However, these accurate models are slower to process audio. Simpler systems, like Nvidia's Parakeet CTC 1.1B, transcribe audio 2,728 times faster than real time, but only rank 23rd in accuracy.
Multilingual models lose some specialization
Tests across several languages show a trade-off between versatility and accuracy. Models narrowly trained on one language outperform broader multilingual models for that language, but struggle with others. Whisper models trained only on English beat the multilingual Whisper Large v3 at English, but can't reliably transcribe other languages.
In multilingual tests, Microsoft's Phi-4 multimodal instruct leads in German and Italian. Nvidia's Parakeet TDT v3 covers 25 languages, while v2 supports just one, but the wider model performs worse on English than the specialized version.

Open source outperforms commercial models on short audio
Open source models take the top spots for short audio. The highest-ranking commercial system, Aqua Voice Avalon, is sixth. Speed comparisons for paid services aren't fully reliable, since upload times and other factors can distort results.
For longer audio, commercial providers do better. Elevenlabs Scribe v1 (4.33 percent WER) and RevAI Fusion (5.04 percent) top the list, likely due to targeted optimization for long-form content and stronger infrastructure.
The entire leaderboard and codebase are available on GitHub. Developers can submit new models by providing scripts that run on the official test set. The datasets are hosted on the Hugging Face Hub and can be explored directly online.
The team plans to add more languages, applications, and metrics in future updates, including new combinations of system components that haven't been widely tested. As large language models become more common, the expectation is that even more speech recognition systems will adopt this technology.
########
**GIVEN PROBLEM:** In the excerpt on speech recognition models, which commercial system ranks highest for short audio, and in what place?

[Dataset excerpts about pointing at objects]
########
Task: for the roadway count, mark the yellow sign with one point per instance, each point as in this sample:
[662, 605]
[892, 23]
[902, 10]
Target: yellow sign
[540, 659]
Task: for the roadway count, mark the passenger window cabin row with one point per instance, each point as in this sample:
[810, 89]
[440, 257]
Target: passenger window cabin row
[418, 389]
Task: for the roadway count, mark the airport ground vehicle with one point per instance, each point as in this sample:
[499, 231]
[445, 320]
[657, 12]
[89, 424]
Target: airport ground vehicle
########
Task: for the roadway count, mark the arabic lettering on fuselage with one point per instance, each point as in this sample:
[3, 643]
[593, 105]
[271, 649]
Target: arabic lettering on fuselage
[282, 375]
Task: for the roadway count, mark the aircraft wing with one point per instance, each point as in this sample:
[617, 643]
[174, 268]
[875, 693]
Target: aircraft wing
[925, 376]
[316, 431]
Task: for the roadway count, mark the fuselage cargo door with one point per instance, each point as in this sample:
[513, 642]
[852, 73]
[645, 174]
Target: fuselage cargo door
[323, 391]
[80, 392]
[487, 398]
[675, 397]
########
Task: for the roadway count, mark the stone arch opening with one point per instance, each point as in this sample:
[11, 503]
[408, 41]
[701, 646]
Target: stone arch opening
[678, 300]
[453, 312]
########
**TASK OUTPUT:** Aqua Voice Avalon, in sixth place.